AUSGEWÄHLTER AUSZUG:
»»

# Wo überall wird ein Schaltschrank benötigt?



## Caroline15 (22 Januar 2015)

Hallo,

ich muss von der Schule aus, ein Referat schreiben, darum bin ich jetzt am Überlegen; wo man überall einen Schaltschrank benötigt:

Bei welcher Werkzeugmaschine usw. benötigt man einen Schaltschrank?
Fräsmaschine
Drehbank
Robotersteuerung
Umspannwerk
Förderbändersteuerung
Produktionsanlagen
Klimaanlage bei Große Gebaute

Ich benötige mindestens noch 20 weitere!


Welche Bauelemente werden dafür ans benötigt
Notausschalter
Schütz
Zeitrelais
FU
Sicherungen
Phönixsklemmen
Wago klemmen
Hutschine
Adernenthülsen
Kabelschuh
CEE-Stecker / Buchse
Lampe / Neonröhre

Hier benötige auch noch so um die 20 Stück!



Extern:
Lichtschranken
Gummileitung


----------



## kapo666 (22 Januar 2015)

««

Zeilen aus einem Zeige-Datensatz
»»

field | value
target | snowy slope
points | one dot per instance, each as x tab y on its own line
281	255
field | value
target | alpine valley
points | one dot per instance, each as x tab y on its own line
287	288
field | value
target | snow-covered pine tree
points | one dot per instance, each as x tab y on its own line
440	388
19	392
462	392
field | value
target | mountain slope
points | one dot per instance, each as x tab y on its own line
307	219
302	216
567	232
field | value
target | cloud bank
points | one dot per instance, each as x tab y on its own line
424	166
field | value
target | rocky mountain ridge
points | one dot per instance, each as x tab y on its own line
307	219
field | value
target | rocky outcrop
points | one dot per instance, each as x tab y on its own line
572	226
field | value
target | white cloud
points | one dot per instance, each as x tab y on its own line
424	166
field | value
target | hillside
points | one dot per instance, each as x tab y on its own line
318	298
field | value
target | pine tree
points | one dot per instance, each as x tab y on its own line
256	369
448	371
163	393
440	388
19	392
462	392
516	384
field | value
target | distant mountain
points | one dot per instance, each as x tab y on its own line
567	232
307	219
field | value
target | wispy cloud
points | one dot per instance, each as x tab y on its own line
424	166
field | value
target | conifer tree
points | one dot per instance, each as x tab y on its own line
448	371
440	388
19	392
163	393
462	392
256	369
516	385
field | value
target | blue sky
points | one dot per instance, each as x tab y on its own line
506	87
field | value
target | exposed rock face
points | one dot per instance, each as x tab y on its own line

««

ZIELSETZUNG 1: Geben Sie aus dem Forumsbeitrag über Schaltschränke einen Abschnitt wortgetreu wieder. Beginnen Sie bei den Worten „Fräsmaschine“ und hören Sie nach „noch 20 weitere!“ auf.
ZIELSETZUNG 2: Führen Sie alle Anwendungen vollständig auf, die im Forumsbeitrag über Schaltschränke unter der Frage nach Werkzeugmaschinen mit Schaltschrank genannt werden.
Die Einträge spielen hierfür keine Rolle.

ENDERGEBNIS 1:
Fräsmaschine
Drehbank
Robotersteuerung
Umspannwerk
Förderbändersteuerung
Produktionsanlagen
Klimaanlage bei Große Gebaute

Ich benötige mindestens noch 20 weitere!

ENDERGEBNIS 2:
Fräsmaschine
Drehbank
Robotersteuerung
Umspannwerk
Förderbändersteuerung
Produktionsanlagen
Klimaanlage bei Große Gebaute